Dataset entries
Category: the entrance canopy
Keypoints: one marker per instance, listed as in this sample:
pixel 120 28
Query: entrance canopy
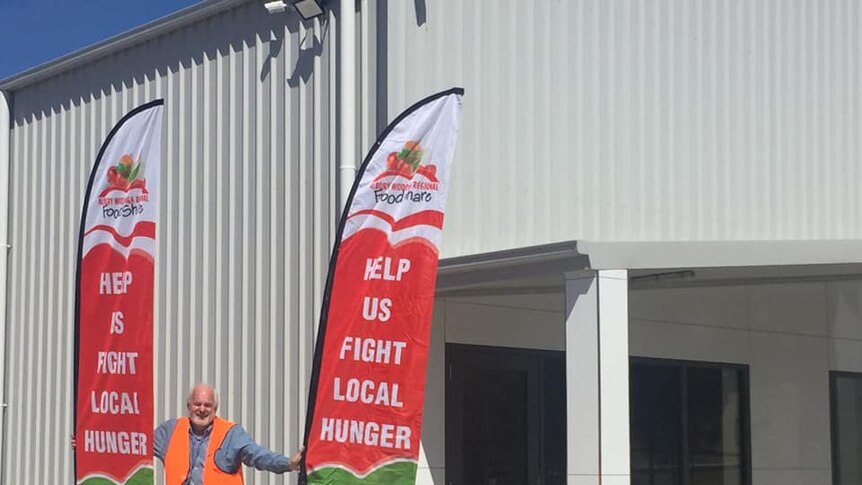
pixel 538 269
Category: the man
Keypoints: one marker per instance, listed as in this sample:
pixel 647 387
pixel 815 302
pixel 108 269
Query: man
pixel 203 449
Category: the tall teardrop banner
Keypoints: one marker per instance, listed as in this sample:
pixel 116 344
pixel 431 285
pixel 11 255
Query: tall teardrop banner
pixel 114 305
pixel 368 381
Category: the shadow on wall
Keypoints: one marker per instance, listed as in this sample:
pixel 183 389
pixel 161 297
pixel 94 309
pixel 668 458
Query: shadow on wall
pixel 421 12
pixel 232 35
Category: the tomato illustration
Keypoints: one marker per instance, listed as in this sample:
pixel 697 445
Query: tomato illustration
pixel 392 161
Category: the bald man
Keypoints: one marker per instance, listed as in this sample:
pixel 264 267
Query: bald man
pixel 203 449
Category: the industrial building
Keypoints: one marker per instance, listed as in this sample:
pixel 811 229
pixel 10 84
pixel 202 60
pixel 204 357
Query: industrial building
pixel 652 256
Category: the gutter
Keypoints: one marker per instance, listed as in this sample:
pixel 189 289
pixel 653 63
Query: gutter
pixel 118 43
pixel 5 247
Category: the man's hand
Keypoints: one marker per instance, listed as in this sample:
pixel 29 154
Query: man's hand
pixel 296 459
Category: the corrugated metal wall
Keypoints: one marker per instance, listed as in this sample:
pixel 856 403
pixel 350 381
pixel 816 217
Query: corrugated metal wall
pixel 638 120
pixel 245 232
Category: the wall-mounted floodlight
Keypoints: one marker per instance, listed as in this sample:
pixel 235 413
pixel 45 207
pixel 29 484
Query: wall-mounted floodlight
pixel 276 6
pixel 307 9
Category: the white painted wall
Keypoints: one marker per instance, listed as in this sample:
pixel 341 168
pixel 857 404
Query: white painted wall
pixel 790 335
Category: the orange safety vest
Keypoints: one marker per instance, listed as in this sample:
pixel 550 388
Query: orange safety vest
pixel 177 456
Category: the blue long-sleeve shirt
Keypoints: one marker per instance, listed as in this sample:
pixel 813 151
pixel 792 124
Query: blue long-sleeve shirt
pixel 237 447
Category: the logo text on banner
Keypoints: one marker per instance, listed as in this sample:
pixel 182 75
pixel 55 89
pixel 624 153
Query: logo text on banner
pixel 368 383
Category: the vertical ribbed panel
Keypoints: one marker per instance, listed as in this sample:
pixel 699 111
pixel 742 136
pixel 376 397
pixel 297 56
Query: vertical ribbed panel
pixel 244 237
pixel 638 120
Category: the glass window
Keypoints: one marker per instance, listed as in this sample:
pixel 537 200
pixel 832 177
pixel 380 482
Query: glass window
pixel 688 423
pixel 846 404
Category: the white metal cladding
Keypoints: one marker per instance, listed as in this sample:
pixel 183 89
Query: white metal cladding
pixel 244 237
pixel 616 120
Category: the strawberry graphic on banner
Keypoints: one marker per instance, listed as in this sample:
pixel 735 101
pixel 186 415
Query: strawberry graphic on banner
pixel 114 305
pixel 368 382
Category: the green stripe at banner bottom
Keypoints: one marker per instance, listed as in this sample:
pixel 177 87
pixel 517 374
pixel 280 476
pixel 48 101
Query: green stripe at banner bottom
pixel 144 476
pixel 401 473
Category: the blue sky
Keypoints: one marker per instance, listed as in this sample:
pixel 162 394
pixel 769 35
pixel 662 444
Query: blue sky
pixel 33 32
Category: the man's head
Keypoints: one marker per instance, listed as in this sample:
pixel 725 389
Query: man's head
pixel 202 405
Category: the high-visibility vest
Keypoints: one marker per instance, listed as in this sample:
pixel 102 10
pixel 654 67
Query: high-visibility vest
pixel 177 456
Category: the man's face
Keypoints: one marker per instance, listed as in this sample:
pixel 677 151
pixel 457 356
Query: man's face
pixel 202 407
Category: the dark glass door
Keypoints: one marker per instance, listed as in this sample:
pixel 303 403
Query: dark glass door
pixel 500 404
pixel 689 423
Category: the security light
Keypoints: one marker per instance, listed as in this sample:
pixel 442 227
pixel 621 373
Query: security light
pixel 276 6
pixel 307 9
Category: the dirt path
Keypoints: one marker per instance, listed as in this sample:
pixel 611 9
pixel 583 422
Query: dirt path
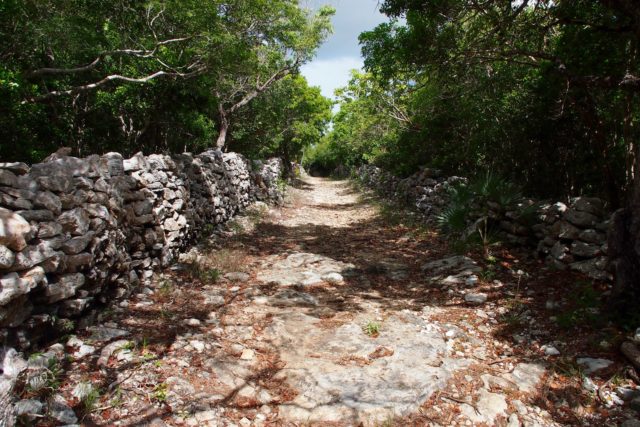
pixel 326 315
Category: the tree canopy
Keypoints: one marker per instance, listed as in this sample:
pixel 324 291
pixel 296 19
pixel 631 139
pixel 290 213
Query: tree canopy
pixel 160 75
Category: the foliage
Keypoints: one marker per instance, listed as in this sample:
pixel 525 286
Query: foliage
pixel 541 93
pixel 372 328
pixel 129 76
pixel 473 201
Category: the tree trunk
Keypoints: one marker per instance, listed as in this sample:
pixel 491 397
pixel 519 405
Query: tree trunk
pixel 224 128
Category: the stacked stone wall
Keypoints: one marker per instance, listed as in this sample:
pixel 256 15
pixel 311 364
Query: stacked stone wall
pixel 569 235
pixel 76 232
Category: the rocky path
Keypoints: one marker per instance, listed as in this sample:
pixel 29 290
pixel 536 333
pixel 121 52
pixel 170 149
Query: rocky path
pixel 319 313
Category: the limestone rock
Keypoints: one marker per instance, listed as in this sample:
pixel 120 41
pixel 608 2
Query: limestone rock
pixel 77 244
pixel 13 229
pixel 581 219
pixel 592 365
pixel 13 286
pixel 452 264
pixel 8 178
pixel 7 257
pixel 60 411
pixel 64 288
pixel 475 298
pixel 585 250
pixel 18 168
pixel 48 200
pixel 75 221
...
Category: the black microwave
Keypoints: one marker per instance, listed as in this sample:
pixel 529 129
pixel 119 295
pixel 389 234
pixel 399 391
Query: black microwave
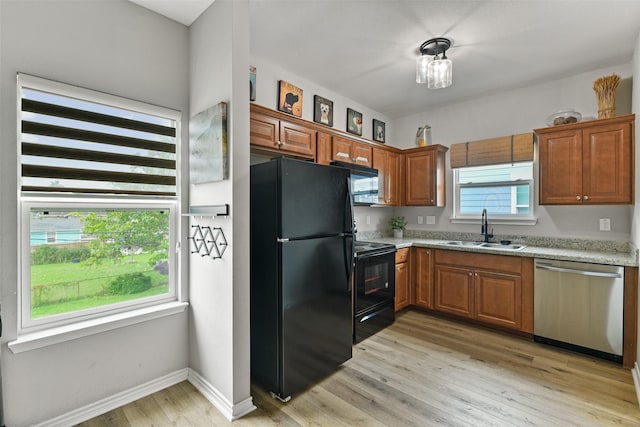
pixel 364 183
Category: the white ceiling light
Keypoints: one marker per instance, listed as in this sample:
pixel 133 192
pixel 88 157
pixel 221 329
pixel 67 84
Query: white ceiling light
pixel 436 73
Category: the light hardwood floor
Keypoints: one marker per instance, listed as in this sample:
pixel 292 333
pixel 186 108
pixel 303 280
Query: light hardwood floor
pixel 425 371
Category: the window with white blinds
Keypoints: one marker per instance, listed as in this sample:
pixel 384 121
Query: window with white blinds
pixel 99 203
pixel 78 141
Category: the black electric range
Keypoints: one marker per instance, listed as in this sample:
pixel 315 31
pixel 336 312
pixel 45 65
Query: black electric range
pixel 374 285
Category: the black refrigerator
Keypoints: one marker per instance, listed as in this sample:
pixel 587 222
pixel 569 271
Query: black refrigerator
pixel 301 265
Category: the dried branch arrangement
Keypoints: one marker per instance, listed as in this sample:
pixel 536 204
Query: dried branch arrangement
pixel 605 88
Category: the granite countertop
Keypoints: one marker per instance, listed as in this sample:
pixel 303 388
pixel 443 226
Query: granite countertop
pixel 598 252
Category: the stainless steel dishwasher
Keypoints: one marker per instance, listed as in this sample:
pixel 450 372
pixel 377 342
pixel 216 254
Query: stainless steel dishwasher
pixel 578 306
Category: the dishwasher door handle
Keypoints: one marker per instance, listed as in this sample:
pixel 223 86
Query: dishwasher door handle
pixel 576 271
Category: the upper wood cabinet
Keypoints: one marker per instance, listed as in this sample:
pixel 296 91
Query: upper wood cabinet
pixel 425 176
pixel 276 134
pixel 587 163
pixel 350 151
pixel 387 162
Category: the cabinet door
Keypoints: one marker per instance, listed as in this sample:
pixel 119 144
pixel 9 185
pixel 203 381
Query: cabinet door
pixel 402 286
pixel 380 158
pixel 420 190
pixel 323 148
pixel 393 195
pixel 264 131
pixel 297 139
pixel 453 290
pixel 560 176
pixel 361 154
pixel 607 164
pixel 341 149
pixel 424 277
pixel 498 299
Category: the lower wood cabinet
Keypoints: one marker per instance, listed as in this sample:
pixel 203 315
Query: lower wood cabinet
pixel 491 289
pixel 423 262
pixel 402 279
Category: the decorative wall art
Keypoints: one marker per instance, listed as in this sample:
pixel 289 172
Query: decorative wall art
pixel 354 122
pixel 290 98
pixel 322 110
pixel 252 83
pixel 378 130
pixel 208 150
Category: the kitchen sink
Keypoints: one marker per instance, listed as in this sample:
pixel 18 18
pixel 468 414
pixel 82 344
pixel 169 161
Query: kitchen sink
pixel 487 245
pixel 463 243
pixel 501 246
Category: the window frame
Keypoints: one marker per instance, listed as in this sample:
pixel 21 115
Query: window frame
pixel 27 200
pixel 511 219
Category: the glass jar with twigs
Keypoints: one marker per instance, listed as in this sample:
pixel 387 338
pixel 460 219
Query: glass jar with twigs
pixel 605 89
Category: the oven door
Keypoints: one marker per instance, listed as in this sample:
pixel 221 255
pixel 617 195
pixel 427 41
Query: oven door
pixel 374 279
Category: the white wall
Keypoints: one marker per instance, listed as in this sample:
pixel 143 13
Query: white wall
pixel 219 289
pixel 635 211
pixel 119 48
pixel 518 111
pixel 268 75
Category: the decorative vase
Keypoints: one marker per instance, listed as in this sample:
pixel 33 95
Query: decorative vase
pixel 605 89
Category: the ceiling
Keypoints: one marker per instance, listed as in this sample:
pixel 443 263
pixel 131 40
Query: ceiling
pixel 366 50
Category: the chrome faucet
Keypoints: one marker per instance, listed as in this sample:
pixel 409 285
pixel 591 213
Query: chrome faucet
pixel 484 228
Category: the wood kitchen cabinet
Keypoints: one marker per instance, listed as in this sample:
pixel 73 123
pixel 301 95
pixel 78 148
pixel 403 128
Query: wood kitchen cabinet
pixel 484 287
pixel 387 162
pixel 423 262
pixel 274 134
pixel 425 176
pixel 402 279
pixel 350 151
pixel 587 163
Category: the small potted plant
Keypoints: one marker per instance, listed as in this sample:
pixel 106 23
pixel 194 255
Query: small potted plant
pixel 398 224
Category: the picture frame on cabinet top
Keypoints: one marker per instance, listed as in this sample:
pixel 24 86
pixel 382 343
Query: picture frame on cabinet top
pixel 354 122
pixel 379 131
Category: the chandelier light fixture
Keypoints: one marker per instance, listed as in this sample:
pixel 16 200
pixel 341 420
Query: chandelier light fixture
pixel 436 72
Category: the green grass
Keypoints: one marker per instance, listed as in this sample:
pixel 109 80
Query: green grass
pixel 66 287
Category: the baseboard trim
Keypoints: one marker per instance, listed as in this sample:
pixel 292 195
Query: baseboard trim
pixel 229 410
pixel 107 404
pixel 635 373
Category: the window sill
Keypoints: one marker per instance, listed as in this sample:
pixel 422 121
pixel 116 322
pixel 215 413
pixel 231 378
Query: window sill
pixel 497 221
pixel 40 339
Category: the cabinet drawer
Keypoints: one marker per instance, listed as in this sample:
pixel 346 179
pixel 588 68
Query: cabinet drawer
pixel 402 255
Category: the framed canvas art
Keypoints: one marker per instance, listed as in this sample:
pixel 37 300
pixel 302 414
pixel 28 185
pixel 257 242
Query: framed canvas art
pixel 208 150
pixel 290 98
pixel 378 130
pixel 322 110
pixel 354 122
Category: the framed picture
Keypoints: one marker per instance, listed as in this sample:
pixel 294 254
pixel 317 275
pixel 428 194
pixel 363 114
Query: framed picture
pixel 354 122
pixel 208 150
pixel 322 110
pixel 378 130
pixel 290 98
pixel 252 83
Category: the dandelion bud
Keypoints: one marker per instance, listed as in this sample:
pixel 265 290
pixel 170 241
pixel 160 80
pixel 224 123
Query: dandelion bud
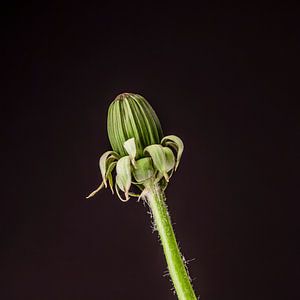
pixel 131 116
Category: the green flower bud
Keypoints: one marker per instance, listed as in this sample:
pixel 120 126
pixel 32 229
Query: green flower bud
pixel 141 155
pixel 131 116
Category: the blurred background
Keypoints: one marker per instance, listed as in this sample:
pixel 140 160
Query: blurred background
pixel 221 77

- _What is being asked_
Reproduce the listing above from the line with "Category: the blue long-sleeve shirt" to the line with "pixel 401 473", keeping both of those lines.

- _Completed task_
Category: the blue long-sleeve shirt
Keypoints: one marker per instance, listed as in this sample:
pixel 813 151
pixel 792 124
Query: blue long-sleeve shirt
pixel 237 447
Category: the logo text on banner
Keypoints: one marker per instance, listed as in this sample:
pixel 182 75
pixel 55 89
pixel 624 153
Query: logo text on banner
pixel 368 383
Category: the vertical ribbed panel
Keypoints: one marker per instance, listed as in this sample:
pixel 699 111
pixel 742 136
pixel 376 397
pixel 297 56
Query: vertical ribbed panel
pixel 244 237
pixel 638 120
Category: the glass window
Keypoints: one marker per instance, listed as in this sample:
pixel 537 200
pixel 832 177
pixel 380 482
Query: glass window
pixel 688 423
pixel 846 404
Category: the white metal cladding
Keypoints: one marker per instance, listed as in this sample:
pixel 183 89
Query: white metal cladding
pixel 244 237
pixel 616 120
Category: the strawberry graphic on banner
Keypoints: one marker per instance, listed as in this sample:
pixel 735 101
pixel 186 415
Query: strawberry graphic on banner
pixel 114 305
pixel 368 382
Category: the green stripe at banner bottom
Keypoints: one marker per instance, listed as in this sample:
pixel 177 87
pixel 517 374
pixel 280 476
pixel 48 101
Query: green stripe at banner bottom
pixel 144 476
pixel 401 473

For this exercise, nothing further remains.